## TASK
Only some lines are wanted. Transcribe, exactly, the lines below from the line with "Target: chimney" up to and including the line with "Target: barred window".

## Image-grounded pointing data
Start of Block

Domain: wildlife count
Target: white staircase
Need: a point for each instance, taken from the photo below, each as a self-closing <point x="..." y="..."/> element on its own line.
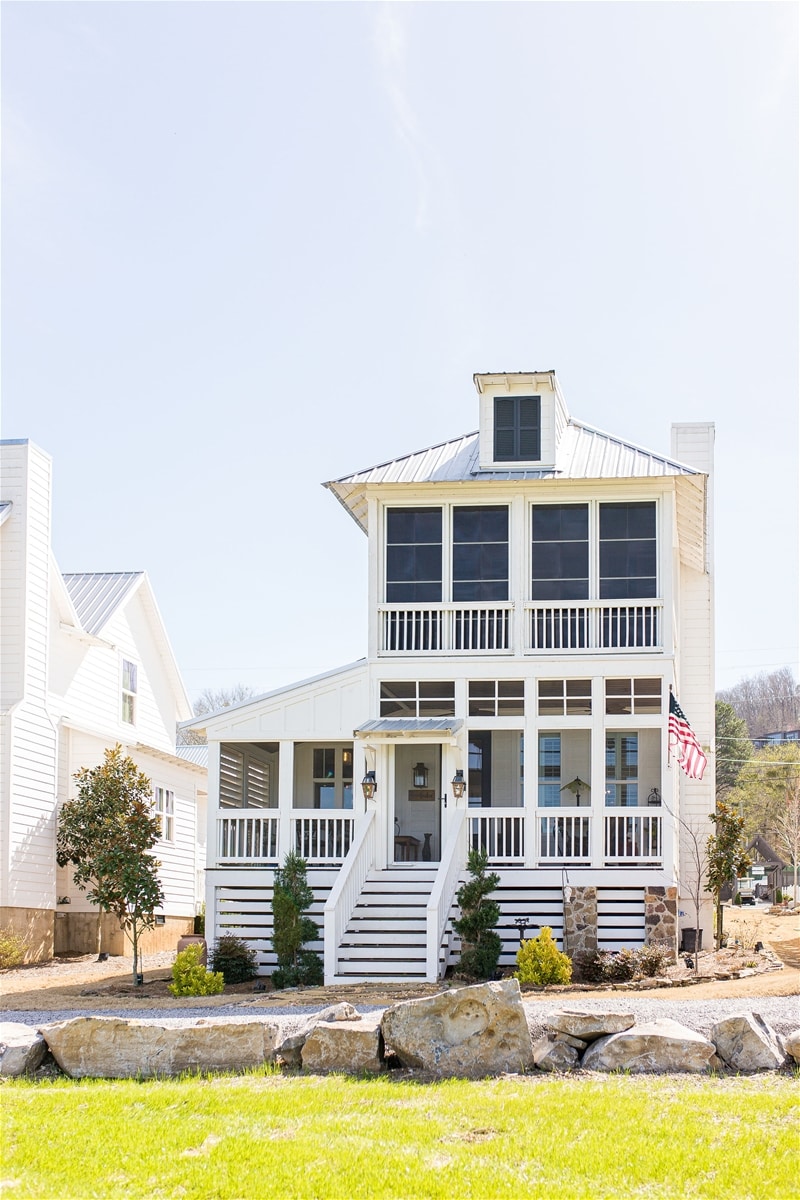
<point x="385" y="937"/>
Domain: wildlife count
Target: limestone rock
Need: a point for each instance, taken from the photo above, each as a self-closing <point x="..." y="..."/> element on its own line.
<point x="346" y="1045"/>
<point x="555" y="1055"/>
<point x="22" y="1048"/>
<point x="747" y="1043"/>
<point x="289" y="1049"/>
<point x="581" y="1024"/>
<point x="465" y="1031"/>
<point x="115" y="1048"/>
<point x="792" y="1043"/>
<point x="659" y="1047"/>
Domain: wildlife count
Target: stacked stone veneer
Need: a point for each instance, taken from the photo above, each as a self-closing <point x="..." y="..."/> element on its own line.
<point x="661" y="917"/>
<point x="581" y="923"/>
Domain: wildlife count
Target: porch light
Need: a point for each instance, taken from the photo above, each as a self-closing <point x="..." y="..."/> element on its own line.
<point x="458" y="784"/>
<point x="576" y="786"/>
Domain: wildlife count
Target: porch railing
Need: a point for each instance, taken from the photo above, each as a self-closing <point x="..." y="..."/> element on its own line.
<point x="247" y="839"/>
<point x="500" y="833"/>
<point x="595" y="625"/>
<point x="322" y="837"/>
<point x="433" y="629"/>
<point x="564" y="837"/>
<point x="346" y="891"/>
<point x="443" y="892"/>
<point x="632" y="838"/>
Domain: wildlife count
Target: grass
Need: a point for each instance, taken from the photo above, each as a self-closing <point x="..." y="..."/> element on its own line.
<point x="340" y="1138"/>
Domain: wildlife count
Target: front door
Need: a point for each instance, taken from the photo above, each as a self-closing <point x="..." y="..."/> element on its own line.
<point x="417" y="803"/>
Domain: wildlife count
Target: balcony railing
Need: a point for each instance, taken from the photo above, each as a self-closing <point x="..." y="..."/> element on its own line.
<point x="594" y="625"/>
<point x="500" y="833"/>
<point x="451" y="629"/>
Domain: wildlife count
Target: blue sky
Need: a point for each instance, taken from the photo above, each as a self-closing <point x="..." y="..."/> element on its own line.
<point x="248" y="247"/>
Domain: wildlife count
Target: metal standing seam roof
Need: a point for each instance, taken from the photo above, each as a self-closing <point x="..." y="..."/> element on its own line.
<point x="583" y="453"/>
<point x="96" y="595"/>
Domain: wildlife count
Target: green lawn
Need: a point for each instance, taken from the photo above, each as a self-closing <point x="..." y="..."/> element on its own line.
<point x="336" y="1138"/>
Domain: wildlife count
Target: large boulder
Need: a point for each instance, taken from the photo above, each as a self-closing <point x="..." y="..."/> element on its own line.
<point x="115" y="1048"/>
<point x="747" y="1043"/>
<point x="352" y="1047"/>
<point x="659" y="1047"/>
<point x="289" y="1050"/>
<point x="792" y="1044"/>
<point x="22" y="1048"/>
<point x="588" y="1026"/>
<point x="467" y="1031"/>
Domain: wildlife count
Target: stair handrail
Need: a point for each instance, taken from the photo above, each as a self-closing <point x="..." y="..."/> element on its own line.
<point x="344" y="894"/>
<point x="453" y="859"/>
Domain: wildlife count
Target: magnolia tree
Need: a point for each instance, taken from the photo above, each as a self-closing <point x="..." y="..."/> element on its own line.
<point x="106" y="833"/>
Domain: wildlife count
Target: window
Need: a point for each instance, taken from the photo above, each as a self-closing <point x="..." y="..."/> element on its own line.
<point x="128" y="691"/>
<point x="244" y="780"/>
<point x="517" y="429"/>
<point x="549" y="771"/>
<point x="621" y="769"/>
<point x="164" y="809"/>
<point x="627" y="551"/>
<point x="423" y="697"/>
<point x="414" y="556"/>
<point x="560" y="552"/>
<point x="497" y="697"/>
<point x="632" y="696"/>
<point x="564" y="697"/>
<point x="480" y="553"/>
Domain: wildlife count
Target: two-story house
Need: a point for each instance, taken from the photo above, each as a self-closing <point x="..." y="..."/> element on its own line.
<point x="536" y="589"/>
<point x="84" y="664"/>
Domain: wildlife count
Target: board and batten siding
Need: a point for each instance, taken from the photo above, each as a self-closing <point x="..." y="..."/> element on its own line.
<point x="29" y="739"/>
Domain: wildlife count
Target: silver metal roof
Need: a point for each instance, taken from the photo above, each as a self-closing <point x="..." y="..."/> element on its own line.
<point x="583" y="453"/>
<point x="96" y="595"/>
<point x="398" y="725"/>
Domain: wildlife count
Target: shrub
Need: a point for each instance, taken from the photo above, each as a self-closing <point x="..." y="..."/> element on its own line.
<point x="540" y="961"/>
<point x="190" y="977"/>
<point x="12" y="948"/>
<point x="479" y="916"/>
<point x="234" y="958"/>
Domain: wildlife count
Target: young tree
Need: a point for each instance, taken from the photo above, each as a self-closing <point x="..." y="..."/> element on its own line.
<point x="479" y="916"/>
<point x="726" y="856"/>
<point x="107" y="833"/>
<point x="290" y="928"/>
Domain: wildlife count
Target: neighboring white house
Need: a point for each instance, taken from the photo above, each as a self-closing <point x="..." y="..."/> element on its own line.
<point x="536" y="588"/>
<point x="85" y="664"/>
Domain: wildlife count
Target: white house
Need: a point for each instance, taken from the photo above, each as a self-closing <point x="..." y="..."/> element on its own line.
<point x="536" y="588"/>
<point x="85" y="663"/>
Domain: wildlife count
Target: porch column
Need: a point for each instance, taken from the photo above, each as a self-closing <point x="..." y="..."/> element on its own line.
<point x="286" y="797"/>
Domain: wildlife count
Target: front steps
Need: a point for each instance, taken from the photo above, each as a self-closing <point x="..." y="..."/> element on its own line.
<point x="385" y="937"/>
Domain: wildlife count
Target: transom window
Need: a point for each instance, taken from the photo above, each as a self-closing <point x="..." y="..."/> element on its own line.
<point x="564" y="697"/>
<point x="163" y="802"/>
<point x="632" y="696"/>
<point x="517" y="429"/>
<point x="480" y="553"/>
<point x="417" y="697"/>
<point x="497" y="697"/>
<point x="244" y="780"/>
<point x="130" y="688"/>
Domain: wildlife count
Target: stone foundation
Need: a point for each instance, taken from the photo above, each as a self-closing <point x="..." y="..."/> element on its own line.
<point x="661" y="918"/>
<point x="581" y="923"/>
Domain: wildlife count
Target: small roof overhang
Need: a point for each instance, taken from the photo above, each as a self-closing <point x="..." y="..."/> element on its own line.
<point x="388" y="729"/>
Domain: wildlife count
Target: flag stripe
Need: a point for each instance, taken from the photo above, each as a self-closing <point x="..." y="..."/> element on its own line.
<point x="689" y="750"/>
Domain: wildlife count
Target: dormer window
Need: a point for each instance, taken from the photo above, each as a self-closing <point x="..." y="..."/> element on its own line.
<point x="517" y="429"/>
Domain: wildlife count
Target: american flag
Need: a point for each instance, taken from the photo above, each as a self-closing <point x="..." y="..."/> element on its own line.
<point x="689" y="750"/>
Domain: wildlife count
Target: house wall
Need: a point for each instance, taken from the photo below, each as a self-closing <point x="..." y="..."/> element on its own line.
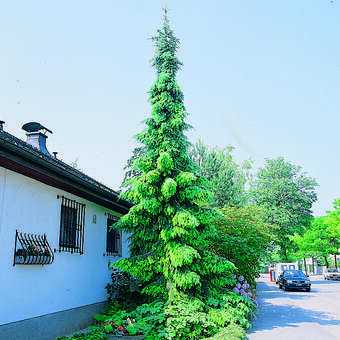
<point x="72" y="280"/>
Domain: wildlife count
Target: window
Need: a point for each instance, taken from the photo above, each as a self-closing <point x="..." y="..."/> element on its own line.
<point x="113" y="237"/>
<point x="72" y="219"/>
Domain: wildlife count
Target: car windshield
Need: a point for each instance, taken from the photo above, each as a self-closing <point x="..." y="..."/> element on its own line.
<point x="294" y="274"/>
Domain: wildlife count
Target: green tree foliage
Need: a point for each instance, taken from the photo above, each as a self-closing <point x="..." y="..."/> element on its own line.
<point x="333" y="220"/>
<point x="286" y="195"/>
<point x="243" y="238"/>
<point x="227" y="180"/>
<point x="318" y="241"/>
<point x="170" y="230"/>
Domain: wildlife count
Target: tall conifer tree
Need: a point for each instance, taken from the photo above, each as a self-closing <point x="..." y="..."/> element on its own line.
<point x="170" y="230"/>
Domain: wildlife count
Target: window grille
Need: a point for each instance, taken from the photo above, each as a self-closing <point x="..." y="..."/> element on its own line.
<point x="113" y="237"/>
<point x="72" y="219"/>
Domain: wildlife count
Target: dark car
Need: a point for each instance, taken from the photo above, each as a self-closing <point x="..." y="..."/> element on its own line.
<point x="294" y="279"/>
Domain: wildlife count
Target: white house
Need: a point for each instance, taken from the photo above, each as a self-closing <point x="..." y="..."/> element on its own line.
<point x="52" y="285"/>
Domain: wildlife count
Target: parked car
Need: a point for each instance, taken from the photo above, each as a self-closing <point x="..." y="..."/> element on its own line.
<point x="294" y="279"/>
<point x="331" y="274"/>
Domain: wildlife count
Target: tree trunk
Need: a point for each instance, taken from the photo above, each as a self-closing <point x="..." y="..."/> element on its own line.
<point x="327" y="265"/>
<point x="336" y="265"/>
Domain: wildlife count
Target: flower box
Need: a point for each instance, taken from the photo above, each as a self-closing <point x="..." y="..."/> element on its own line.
<point x="32" y="249"/>
<point x="125" y="337"/>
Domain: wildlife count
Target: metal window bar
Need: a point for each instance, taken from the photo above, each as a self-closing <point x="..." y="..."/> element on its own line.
<point x="113" y="237"/>
<point x="72" y="220"/>
<point x="26" y="246"/>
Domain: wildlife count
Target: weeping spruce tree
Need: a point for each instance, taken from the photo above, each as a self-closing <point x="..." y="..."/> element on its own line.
<point x="170" y="230"/>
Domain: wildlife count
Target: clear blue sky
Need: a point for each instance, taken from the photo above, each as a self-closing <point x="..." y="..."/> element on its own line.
<point x="262" y="76"/>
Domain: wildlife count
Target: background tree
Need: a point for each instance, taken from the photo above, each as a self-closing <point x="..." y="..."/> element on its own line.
<point x="244" y="239"/>
<point x="227" y="180"/>
<point x="286" y="195"/>
<point x="170" y="231"/>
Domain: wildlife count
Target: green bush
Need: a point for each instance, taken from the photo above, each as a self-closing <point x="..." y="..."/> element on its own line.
<point x="96" y="333"/>
<point x="231" y="332"/>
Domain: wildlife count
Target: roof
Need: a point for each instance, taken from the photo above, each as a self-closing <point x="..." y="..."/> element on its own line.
<point x="17" y="155"/>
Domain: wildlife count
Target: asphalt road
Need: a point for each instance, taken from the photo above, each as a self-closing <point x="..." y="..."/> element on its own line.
<point x="296" y="315"/>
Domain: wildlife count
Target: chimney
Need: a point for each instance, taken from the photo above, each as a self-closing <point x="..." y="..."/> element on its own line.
<point x="35" y="137"/>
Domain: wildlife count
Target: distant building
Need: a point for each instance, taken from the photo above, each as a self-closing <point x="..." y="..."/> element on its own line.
<point x="52" y="285"/>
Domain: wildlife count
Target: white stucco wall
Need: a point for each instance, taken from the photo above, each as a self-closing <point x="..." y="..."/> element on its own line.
<point x="72" y="280"/>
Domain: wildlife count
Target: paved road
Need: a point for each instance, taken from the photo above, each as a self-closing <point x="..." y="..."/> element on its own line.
<point x="297" y="315"/>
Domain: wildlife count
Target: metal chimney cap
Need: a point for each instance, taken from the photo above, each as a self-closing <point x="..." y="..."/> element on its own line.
<point x="35" y="127"/>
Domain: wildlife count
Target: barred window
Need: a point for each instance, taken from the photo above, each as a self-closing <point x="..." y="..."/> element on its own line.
<point x="72" y="218"/>
<point x="113" y="237"/>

End of Block

## RESPONSE TO THIS TASK
Target: chimney
Need: a point for each instance, taken from the photo above, each as a self-closing <point x="..." y="..."/> element on its own line.
<point x="35" y="137"/>
Domain: wildlife count
Target: distant building
Need: a point for each instance, taken from the photo above, each as a self-closing <point x="..." y="..."/> element on its own line.
<point x="52" y="285"/>
Domain: wildlife count
Target: white stucco wall
Need: a point for each instance, taken from the photo above, each as a self-closing <point x="..." y="..."/> element on its own line.
<point x="72" y="280"/>
Domain: wildlife count
Target: paved road
Need: a point for each instance, taken from the photo above, each as a self-closing <point x="..." y="..."/> element on its own line.
<point x="297" y="315"/>
Domain: wildlife count
Target: metal chimney cap
Need: a point for each instance, taken from the photo above, each as a self-closing <point x="..." y="..."/> element on its own line.
<point x="35" y="127"/>
Domain: wildlife count
Target: barred window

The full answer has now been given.